AIM OF THE TASK
Recast the rows below, from the first line through the line containing "Draw the outline", as a JSON list of strings with one string per line and blank lines left out.

MATERIALS PROVIDED
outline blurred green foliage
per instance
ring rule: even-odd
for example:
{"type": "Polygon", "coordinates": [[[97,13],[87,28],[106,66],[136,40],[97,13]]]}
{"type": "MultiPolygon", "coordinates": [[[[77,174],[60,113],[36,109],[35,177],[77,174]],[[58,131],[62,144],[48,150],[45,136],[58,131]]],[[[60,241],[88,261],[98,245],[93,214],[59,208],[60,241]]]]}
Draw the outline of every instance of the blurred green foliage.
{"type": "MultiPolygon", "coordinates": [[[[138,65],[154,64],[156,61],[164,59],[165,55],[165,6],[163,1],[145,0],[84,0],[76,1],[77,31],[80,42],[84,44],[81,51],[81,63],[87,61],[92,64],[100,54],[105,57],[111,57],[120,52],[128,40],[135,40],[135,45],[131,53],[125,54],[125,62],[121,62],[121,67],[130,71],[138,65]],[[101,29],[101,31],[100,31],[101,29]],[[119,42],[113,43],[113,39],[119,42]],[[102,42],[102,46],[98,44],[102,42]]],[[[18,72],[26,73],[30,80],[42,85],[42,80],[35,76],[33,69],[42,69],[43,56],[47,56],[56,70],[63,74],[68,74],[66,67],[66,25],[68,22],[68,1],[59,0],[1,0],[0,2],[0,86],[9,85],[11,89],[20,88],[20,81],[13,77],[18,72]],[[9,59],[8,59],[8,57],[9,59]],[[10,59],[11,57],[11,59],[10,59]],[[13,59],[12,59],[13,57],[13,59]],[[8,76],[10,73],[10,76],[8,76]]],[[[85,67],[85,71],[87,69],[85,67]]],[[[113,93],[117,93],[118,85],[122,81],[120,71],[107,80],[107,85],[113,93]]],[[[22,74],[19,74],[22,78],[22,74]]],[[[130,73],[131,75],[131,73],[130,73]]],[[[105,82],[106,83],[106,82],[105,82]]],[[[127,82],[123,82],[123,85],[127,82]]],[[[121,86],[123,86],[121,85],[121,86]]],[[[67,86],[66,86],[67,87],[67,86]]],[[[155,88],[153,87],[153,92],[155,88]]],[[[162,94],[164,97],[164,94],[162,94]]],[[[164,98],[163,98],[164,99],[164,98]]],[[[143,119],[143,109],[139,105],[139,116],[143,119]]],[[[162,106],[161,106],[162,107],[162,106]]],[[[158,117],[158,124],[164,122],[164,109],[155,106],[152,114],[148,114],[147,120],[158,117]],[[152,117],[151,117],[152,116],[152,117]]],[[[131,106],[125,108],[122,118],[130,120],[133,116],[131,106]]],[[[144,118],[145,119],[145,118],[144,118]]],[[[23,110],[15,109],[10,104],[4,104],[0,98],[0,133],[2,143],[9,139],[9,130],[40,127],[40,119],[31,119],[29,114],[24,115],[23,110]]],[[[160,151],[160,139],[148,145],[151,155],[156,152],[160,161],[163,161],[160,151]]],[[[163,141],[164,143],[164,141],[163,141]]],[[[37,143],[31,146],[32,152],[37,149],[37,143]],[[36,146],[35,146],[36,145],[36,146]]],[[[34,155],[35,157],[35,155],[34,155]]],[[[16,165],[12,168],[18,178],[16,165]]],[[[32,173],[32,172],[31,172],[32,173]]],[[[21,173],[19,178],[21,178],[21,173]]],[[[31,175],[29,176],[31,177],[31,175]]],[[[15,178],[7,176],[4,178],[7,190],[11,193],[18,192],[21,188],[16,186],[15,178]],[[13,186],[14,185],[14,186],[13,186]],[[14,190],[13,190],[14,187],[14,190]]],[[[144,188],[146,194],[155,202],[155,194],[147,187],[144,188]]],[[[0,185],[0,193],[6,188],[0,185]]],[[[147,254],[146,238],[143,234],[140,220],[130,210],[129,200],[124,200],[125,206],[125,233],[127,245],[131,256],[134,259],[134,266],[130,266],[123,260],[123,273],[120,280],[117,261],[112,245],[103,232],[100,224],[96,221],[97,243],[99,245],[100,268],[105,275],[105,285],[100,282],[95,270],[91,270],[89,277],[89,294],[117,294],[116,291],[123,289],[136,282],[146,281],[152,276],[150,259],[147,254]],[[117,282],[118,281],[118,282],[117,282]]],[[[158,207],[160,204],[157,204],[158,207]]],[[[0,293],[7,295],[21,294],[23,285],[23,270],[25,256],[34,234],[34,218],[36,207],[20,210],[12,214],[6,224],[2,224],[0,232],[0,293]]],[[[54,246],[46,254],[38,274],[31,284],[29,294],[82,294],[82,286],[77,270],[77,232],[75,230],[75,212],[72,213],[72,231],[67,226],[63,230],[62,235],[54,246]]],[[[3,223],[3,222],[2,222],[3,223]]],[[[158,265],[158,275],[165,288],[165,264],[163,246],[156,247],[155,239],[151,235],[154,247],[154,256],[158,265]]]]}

WRITTEN SOLUTION
[
  "outline blurred green foliage",
  "per instance",
  "ring rule: even-odd",
  "for example:",
  "{\"type\": \"Polygon\", \"coordinates\": [[[97,13],[87,28],[106,66],[136,40],[97,13]]]}",
  "{\"type\": \"MultiPolygon\", \"coordinates\": [[[[77,174],[60,113],[36,109],[35,177],[77,174]],[[58,131],[62,144],[48,150],[45,136],[58,131]]],[[[60,241],[88,261],[98,245],[93,214],[59,208],[60,241]]]]}",
  "Draw the outline of every instance of the blurred green foliage."
]